(Reading passage)

We assessed the clinical and economic impact of BSI among patients of a managed care provider group who had a central venous catheter (CVC) placed in the ICU” Brunelli et al (2016).
PURPOSE: Bloodstream infections (BSIs) complicate the management of intensive care unit (ICU) patients. We assessed the clinical and economic impact of BSI among patients of a managed care provider group who had a central venous catheter (CVC) placed in the ICU.
METHODS: We considered hospitalizations occurring between January 1, 2011, and September 30, 2014, that involved an ICU stay during which a CVC was placed. Comparisons were made between episodes where the patient did vs did not develop BSI after CVC insertion. Length of stay, costs of index hospitalization, and total costs over the 180 days after discharge were compared using linear mixed models. Inhospital mortality and 30-day readmission rates were compared using negative binomial regression models.
RESULTS: Development of BSI was associated with longer hospital stay (+7 days), more than 3-fold increase in risk of inhospital death, and an additional $129 000 in costs for the index hospitalization. No statistically significant differences in 30-day readmission rates or costs of care over the 180-day period after discharge from the index admission were observed.
CONCLUSION: Bloodstream infections after CVC placement in ICU patients are associated with significant increases in costs of care and risk of death during the index hospitalization but no differences in readmissions or costs after discharge.
Brunelli, S.M., Turenne, W., Sibbel, S., Hunt, A. and Pfaffle, A. (2016) Clinical and economic burden of bloodstream infections in critical care patients with central venous catheters. Journal of Critical Care. 35, p.69-74.

(End Reading passage)
(Entries shown)

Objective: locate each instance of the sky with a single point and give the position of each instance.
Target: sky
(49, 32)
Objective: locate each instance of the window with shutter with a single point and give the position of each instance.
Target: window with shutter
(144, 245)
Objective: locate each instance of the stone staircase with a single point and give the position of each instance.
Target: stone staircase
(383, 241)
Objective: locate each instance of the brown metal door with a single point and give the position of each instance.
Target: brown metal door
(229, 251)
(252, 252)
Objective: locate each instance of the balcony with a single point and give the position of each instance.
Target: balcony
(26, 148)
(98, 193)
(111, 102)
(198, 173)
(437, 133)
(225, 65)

(End Entries shown)

**Work instructions:**
A) Return the part of the bloodstream infection abstract starting at "RESULTS: Development of" and ending at "Care. 35, p.69-74.".
B) According to the bloodstream infection abstract, how much additional cost for the index hospitalization was associated with developing BSI?
C) In one to three sentences, explain what in the bloodstream infection abstract supports its conclusion that BSI brought no differences in readmissions or costs after discharge.

**Exercise answers:**
A)
RESULTS: Development of BSI was associated with longer hospital stay (+7 days), more than 3-fold increase in risk of inhospital death, and an additional $129 000 in costs for the index hospitalization. No statistically significant differences in 30-day readmission rates or costs of care over the 180-day period after discharge from the index admission were observed.
CONCLUSION: Bloodstream infections after CVC placement in ICU patients are associated with significant increases in costs of care and risk of death during the index hospitalization but no differences in readmissions or costs after discharge.
Brunelli, S.M., Turenne, W., Sibbel, S., Hunt, A. and Pfaffle, A. (2016) Clinical and economic burden of bloodstream infections in critical care patients with central venous catheters. Journal of Critical Care. 35, p.69-74.

B) An additional $129 000.

C) The results observed no statistically significant differences in 30-day readmission rates. They also found no statistically significant differences in costs of care over the 180-day period after discharge from the index admission.